── Data excerpts ──

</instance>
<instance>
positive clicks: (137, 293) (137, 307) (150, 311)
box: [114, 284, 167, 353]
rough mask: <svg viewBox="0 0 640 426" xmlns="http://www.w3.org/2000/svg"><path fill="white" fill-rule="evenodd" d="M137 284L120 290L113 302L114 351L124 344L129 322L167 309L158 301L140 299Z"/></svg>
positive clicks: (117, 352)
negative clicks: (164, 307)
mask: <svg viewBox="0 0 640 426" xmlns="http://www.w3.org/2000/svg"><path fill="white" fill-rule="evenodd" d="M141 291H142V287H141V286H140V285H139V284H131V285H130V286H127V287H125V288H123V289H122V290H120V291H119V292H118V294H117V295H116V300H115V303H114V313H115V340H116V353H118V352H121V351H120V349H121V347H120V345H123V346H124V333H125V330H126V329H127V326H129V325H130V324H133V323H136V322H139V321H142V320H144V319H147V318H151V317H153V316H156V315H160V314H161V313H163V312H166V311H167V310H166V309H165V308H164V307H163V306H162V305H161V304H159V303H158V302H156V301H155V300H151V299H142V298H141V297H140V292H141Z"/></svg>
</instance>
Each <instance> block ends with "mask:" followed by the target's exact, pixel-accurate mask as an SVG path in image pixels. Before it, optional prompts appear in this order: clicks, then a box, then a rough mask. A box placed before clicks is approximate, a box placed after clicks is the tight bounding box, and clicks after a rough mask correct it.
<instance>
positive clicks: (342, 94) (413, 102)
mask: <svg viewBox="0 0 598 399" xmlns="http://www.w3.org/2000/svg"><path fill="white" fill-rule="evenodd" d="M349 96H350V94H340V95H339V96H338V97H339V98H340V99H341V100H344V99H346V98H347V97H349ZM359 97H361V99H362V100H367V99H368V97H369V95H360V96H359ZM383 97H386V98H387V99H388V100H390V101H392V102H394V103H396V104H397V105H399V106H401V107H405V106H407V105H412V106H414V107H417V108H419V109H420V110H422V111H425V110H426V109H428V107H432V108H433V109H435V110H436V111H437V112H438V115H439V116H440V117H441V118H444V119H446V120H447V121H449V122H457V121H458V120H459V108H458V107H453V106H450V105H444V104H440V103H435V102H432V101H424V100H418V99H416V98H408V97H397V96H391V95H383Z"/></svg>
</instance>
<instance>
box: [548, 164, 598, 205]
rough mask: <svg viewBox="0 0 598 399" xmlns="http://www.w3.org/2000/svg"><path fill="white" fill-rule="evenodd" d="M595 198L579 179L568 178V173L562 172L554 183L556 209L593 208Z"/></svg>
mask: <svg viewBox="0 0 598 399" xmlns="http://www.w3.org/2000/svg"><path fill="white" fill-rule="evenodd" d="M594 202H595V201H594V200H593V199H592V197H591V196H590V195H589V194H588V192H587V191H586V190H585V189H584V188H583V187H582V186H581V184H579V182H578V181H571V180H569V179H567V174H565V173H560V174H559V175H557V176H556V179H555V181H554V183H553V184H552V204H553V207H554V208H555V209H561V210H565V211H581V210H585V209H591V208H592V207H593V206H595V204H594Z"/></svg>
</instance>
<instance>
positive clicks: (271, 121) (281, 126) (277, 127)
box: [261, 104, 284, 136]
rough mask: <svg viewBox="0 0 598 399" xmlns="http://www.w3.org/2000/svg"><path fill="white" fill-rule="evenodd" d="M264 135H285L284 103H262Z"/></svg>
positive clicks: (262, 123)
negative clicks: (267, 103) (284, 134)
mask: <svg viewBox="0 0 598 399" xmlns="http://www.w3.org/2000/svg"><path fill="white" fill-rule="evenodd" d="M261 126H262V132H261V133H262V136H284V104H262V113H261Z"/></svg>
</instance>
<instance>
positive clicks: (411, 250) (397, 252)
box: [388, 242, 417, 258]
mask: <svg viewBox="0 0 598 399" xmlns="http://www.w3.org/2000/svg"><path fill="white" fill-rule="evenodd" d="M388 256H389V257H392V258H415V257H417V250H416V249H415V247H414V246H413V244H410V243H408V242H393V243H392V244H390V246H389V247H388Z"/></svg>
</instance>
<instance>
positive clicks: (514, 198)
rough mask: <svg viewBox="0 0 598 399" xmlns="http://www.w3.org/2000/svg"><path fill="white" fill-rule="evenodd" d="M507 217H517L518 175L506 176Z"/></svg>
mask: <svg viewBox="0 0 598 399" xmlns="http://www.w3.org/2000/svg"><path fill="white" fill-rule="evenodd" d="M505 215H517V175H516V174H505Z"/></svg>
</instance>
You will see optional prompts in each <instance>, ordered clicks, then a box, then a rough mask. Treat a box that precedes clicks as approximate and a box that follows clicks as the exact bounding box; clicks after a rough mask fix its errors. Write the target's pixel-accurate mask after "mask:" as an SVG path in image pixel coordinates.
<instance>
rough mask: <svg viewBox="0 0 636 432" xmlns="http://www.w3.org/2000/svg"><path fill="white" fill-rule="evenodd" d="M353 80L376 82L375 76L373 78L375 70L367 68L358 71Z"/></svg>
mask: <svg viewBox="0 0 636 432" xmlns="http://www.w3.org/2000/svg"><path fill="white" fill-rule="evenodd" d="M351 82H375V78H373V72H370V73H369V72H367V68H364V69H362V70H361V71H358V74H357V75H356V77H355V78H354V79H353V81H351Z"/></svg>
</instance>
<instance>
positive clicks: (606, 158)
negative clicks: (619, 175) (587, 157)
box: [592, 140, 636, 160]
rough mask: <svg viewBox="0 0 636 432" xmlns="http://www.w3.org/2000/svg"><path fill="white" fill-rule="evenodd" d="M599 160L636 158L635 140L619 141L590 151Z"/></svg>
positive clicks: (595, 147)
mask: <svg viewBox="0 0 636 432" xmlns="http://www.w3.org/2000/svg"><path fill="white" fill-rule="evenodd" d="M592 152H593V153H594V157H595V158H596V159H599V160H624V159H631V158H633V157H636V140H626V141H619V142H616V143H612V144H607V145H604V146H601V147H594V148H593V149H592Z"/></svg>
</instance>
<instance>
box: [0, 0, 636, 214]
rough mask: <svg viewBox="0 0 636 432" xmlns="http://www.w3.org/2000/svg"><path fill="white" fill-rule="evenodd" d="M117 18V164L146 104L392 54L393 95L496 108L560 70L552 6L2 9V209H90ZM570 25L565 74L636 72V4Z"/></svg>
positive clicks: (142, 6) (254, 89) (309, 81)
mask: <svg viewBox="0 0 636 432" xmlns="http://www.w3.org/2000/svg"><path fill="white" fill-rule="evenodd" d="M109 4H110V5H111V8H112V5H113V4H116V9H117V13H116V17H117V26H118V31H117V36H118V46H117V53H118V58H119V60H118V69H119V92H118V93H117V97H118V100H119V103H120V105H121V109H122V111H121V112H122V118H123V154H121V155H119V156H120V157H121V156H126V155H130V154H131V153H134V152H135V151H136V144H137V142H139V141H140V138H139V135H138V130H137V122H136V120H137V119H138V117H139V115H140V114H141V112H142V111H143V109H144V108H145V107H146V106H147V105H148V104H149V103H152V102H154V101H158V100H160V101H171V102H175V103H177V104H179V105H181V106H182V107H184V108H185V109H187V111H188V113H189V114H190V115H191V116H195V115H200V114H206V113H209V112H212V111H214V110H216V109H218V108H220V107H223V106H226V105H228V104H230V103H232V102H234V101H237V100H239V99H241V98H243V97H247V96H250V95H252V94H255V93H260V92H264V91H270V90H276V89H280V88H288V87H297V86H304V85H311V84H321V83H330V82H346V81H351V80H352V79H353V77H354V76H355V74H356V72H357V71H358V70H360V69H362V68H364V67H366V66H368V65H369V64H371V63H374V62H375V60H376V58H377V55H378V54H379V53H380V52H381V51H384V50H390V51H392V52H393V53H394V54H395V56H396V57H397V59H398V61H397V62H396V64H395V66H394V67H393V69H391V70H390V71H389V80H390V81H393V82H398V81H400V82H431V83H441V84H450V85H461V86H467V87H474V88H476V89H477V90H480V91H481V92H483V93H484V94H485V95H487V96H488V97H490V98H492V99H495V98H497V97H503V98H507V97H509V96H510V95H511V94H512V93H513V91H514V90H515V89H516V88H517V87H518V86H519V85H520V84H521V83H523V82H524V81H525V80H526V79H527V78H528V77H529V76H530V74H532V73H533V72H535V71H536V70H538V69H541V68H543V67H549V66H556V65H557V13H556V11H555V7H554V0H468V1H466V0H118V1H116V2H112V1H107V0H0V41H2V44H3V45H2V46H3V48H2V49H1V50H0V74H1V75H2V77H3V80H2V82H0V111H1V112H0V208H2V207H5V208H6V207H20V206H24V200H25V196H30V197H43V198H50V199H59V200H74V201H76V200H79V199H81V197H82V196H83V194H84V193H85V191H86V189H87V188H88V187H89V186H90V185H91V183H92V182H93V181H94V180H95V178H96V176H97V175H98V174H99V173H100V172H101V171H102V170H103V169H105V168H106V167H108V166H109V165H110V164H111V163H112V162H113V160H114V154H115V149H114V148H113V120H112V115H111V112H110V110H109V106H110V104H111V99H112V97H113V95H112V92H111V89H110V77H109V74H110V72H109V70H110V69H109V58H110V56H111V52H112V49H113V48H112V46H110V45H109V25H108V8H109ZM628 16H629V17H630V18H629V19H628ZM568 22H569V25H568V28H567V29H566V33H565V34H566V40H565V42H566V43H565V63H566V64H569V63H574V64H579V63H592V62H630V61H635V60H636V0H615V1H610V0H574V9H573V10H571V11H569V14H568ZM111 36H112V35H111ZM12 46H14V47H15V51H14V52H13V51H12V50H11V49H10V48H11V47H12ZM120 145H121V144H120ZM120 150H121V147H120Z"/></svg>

───

◆ **Exercise instructions**: Can you copy the records from their start to the line with "positive clicks: (117, 352)", changing "rough mask" to "draft mask" and leaving everything else as it is?

◆ **Solution for this problem**:
</instance>
<instance>
positive clicks: (137, 293) (137, 307) (150, 311)
box: [114, 284, 167, 353]
draft mask: <svg viewBox="0 0 640 426" xmlns="http://www.w3.org/2000/svg"><path fill="white" fill-rule="evenodd" d="M137 284L120 290L113 302L114 351L124 344L129 322L167 309L158 301L140 299Z"/></svg>
positive clicks: (117, 352)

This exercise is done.